▶ [Selected extract]
※ ※ ※


(AP) — The University of Maine's new ocean engineering laboratory is going to bear the name of the late philanthropist Harold Alfond. The Harold Alfond Ocean Engineering and Advanced Manufacturing Laboratories was formally dedicated on Monday. Sen. Susan Collins said the support from the foundation created by the founder of Dexter Shoe has helped to create a center that'll "help secure Maine's place as a national leader in the ocean economy of the future."The $13.8 million center ocean simulator will be used to determine if offshore wind power components can withstand the sea's fury. Nearly $4 million came from Alfond's foundation. Joining Collins at the event was Sen. Angus King, Rep. Bruce Poliquin, University of Maine President Susan Hunter, and Greg Powell, chairman of the Harold Alfond Foundation.

※ ※ ※

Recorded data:
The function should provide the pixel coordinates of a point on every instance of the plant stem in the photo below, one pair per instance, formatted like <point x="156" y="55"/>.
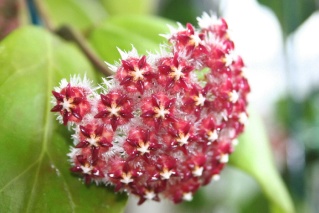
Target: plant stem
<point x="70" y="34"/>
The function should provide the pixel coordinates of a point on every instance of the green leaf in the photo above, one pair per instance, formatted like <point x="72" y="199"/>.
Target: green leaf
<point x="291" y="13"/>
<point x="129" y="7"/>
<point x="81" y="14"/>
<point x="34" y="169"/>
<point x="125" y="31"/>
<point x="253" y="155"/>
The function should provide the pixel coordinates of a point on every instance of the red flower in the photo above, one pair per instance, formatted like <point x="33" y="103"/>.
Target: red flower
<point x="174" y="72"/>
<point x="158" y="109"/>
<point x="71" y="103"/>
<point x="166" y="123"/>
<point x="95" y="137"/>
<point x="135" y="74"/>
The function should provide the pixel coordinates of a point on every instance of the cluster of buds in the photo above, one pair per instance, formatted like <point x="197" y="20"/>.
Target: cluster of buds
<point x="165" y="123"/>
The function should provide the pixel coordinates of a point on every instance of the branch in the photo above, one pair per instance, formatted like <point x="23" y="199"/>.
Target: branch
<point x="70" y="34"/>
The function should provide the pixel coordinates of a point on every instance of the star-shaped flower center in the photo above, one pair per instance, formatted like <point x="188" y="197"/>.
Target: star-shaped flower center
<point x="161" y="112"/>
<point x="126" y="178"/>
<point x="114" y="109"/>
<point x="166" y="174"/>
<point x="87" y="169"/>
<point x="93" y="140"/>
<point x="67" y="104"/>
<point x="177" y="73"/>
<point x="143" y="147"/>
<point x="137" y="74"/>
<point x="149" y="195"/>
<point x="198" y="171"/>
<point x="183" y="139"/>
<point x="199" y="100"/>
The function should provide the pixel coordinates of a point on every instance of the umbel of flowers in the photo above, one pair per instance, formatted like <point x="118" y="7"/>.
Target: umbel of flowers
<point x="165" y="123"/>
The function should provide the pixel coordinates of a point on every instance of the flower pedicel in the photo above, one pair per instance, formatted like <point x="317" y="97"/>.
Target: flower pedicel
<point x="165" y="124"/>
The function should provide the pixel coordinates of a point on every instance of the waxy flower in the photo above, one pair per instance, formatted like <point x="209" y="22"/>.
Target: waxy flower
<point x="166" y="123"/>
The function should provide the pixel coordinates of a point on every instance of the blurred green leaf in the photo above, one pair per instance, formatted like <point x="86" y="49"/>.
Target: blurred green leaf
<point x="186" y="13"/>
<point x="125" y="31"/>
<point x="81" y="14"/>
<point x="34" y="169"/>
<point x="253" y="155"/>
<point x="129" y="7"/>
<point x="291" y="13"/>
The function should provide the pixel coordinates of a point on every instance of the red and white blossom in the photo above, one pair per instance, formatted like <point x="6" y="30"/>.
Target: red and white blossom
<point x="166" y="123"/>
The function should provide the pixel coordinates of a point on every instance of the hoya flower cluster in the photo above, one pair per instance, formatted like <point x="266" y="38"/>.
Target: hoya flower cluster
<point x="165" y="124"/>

※ ※ ※

▶ [Study questions]
• 1. In the news item about the University of Maine's ocean engineering laboratory, what will the $13.8 million ocean simulator be used for? Answer in one to three sentences.
• 2. Can you write the next part of the news item about the University of Maine's ocean engineering laboratory, following on from its last sentence?
The rows have no connection to the news item about the University of Maine laboratory.

▶ [Numbered responses]
• 1. The ocean simulator will be used to determine whether offshore wind power components can withstand the sea's fury.

• 2.
(WGME/KJ) -- Police say they seized thousands of dollars’ worth of heroin and a whole lot of cash today in Augusta. Police say a detective, just promoted to look into drug activity, helped make the bust. Investigators say they seized 45 grams of heroin, worth about $7,000 from a home on Ridge Road. According to WGME they charged 48-year-old William Joseph Young and 22-year-old Katelynn Marie McLaughlin with aggravated drug trafficking.

(WMTW/KJA pedestrian was killed Monday night after he was hit by a car in Pittston.The Kennebec County Sheriff's Office says the 83-year-old man was hit on Route 194 at around 5 p.m. The driver of the vehicle, a 61-year-old woman, was not injured. Officials do not believe she was impaired, but are looking into "other circumstances" as part of their investigation into the crash. The name of the victim is being withheld until family members are notified.

(AP) — A military court in Thailand has indicted two men accused of carrying out a deadly bombing at a central Bangkok shrine that left 20 people dead and more than 120 injured. The Aug. 17 blast at the popular Erawan Shrine was one of the most deadly acts of violence in Bangkok in decades. The two suspects (identified as Bilal Mohammad and Mieraili Yusufu) have been indicted on 10 counts, but none of them are terrorism charges. Authorities have declined to call it an act of terrorism out of apparent fear that it would hurt the country's huge tourism industry.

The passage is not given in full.